• [Required actions]:
1/ According to the intermittent fasting post, how many calories are eaten on the restricted days of the 5:2 diet?
2/ Summarize the intermittent fasting post in three sentences.

• [Text segment]:
I should think you have all heard of IF – Intermittent Fasting. If not, then hopefully this post will educate you on it and its proven health benefits.
Yes, it is fasting which unfortunately means we don’t eat for long periods of time.
Intermittent fasting is an eating pattern during which you refrain from consuming any calories for an extended period.
Some people swear by the eating pattern, finding that it helps manage their appetite & weight & supports their overall health.
However, intermittent fasting might not be right for everyone — you may need to avoid it for medical reasons, if you’re underweight or if it proves too stressful to maintain.
The two most popular methods of IF:
· Time-restricted eating. Involves fasting every day for 12 hours or longer and eating in the remaining hours. A popular example is the 16/8 method. It features a daily 16-hour fast and an 8-hour eating window wherein you can fit in 2, 3, or more meals.
· The 5:2 diet. This involves eating as you normally do 5 days of the week and restricting your calorie intake to 500–600 K cals on the remaining 2 days.
In my opinion, the 5:2 diet can prove too stressful on the body so is my least favourite option of the two, especially for those going through the peri – post menopause transition. Up regulating the stress response during this stage of life often drives the body towards a state of inflammation, heightening menopausal symptoms.
Time restricted eating is a gentler approach, remember you don’t need to dive straight in to a 16/8 window, you can start with a 12 hour fast until your metabolic flexibility improves, then build up to 14 or 16 hours.

• [Extracted data]:
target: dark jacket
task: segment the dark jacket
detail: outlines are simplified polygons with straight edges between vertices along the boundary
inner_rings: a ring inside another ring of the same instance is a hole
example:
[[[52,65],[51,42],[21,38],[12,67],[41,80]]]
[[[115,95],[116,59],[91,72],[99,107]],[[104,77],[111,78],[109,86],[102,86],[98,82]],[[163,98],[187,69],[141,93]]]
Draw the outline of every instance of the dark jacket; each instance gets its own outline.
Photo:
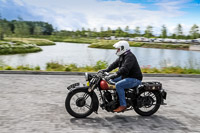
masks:
[[[119,67],[119,70],[116,73],[122,78],[136,78],[138,80],[143,78],[137,59],[130,51],[121,55],[107,68],[107,71],[110,72],[117,67]]]

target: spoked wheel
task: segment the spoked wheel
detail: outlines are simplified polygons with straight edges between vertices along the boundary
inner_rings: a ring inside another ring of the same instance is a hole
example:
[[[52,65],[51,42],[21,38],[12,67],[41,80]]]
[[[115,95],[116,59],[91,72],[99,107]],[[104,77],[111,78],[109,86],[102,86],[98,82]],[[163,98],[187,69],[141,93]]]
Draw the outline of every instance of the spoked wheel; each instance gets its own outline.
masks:
[[[154,114],[161,104],[161,97],[157,91],[144,90],[139,93],[135,112],[141,116],[150,116]]]
[[[74,90],[67,96],[65,108],[70,115],[76,118],[87,117],[93,112],[92,96],[87,90]]]

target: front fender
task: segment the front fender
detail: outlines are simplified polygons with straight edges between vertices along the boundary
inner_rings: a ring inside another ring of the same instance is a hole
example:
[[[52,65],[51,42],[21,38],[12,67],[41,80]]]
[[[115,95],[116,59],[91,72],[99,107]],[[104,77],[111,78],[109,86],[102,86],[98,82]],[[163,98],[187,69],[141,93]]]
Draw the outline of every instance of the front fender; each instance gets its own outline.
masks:
[[[98,108],[99,108],[99,100],[98,97],[96,95],[96,93],[94,91],[89,92],[88,91],[88,86],[84,86],[84,87],[75,87],[74,89],[70,89],[70,92],[68,93],[68,95],[74,93],[75,91],[81,89],[81,90],[85,90],[91,97],[92,97],[92,101],[93,101],[93,111],[95,113],[97,113]]]

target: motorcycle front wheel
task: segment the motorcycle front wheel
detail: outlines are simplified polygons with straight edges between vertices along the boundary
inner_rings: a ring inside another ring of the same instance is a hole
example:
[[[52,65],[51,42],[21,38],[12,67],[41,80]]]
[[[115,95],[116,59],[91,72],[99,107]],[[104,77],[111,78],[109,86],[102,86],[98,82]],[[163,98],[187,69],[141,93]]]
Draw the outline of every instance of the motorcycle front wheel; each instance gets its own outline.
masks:
[[[75,118],[85,118],[93,112],[93,99],[87,89],[69,93],[65,100],[67,112]]]
[[[150,116],[157,112],[160,104],[161,96],[158,91],[143,90],[138,95],[137,106],[134,110],[141,116]]]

• [Exercise answers]:
1/ 500–600 K cals

2/ Intermittent fasting is an eating pattern of going without any calories for an extended period, and some people find it helps manage their appetite and weight, though it may not suit everyone. Its two most popular methods are time-restricted eating, such as the 16/8 method, and the 5:2 diet, which restricts calories to 500–600 on two days a week. The writer considers the 5:2 diet too stressful, especially during the peri- to post-menopause transition, and prefers time-restricted eating as gentler, suggesting starting with a 12-hour fast and building up to 14 or 16 hours.